TASK DETAILS —
Retype the listing below, keeping every line the same.
..........
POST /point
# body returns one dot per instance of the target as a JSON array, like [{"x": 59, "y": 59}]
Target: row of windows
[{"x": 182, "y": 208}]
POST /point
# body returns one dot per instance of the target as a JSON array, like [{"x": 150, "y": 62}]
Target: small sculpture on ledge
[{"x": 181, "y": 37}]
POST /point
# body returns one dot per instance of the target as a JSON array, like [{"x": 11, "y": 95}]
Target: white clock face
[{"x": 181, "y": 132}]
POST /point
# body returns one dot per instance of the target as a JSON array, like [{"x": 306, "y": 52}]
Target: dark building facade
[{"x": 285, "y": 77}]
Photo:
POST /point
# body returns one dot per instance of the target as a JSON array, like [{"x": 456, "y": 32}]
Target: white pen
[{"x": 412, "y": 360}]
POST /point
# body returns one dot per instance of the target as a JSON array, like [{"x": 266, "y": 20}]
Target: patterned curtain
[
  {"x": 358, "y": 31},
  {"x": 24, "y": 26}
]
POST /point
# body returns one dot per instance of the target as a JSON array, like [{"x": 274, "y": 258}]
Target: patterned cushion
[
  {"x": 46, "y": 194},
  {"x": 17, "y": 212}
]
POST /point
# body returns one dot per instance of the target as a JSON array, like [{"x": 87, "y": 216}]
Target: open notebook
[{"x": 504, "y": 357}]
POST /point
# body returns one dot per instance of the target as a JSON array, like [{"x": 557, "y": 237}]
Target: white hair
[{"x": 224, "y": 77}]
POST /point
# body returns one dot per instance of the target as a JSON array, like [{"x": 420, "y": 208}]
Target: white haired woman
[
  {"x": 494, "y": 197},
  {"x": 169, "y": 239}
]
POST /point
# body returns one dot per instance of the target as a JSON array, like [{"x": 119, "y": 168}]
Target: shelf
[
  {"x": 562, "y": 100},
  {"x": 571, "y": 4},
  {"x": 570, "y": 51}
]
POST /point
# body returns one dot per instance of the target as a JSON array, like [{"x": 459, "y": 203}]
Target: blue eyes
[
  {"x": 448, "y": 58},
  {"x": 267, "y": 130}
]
..........
OUTPUT FOR THIS TASK —
POST /point
# body returns one dot per instance of the target as a JSON array, like [{"x": 59, "y": 59}]
Target: row of windows
[{"x": 182, "y": 208}]
POST /point
# body returns one dot per instance of the target as a JSON array, like [{"x": 150, "y": 62}]
Target: small sculpture on ledge
[{"x": 181, "y": 37}]
POST /point
# body returns one dot per instance of the target as a JSON array, like [{"x": 11, "y": 95}]
Target: white clock face
[{"x": 181, "y": 132}]
POST /point
# body returns one dot per instance of the target as a JSON array, like [{"x": 306, "y": 52}]
Target: dark building facade
[{"x": 285, "y": 77}]
Photo:
POST /point
# body returns one dot per instance of the target as a JSON array, like [{"x": 456, "y": 32}]
Target: white pen
[{"x": 412, "y": 360}]
POST /point
# body returns one dot per instance of the target as a JSON array, like [{"x": 266, "y": 20}]
Target: patterned curtain
[
  {"x": 358, "y": 31},
  {"x": 24, "y": 26}
]
POST /point
# body returns one dot per instance of the target as a JSON array, like [{"x": 274, "y": 258}]
Target: patterned cushion
[
  {"x": 46, "y": 194},
  {"x": 17, "y": 212}
]
POST /point
# body returns one dot per instance of the target as a JSON array, like [{"x": 87, "y": 216}]
Target: open notebook
[{"x": 504, "y": 357}]
POST /point
# body returns one dot per instance of the target as a JSON array, like [{"x": 557, "y": 237}]
Target: white hair
[{"x": 224, "y": 77}]
POST /point
# body returns one dot per instance of the target as a JSON array, like [{"x": 420, "y": 208}]
Target: white haired woman
[
  {"x": 494, "y": 197},
  {"x": 169, "y": 239}
]
POST /point
# body returns one dot per instance of the target as a JSON array, like [{"x": 119, "y": 168}]
Target: shelf
[
  {"x": 562, "y": 100},
  {"x": 571, "y": 4},
  {"x": 570, "y": 51}
]
POST /point
# body returns one dot per instance of the target as a JSON array, like [{"x": 459, "y": 203}]
Target: blue eyes
[
  {"x": 448, "y": 58},
  {"x": 267, "y": 130}
]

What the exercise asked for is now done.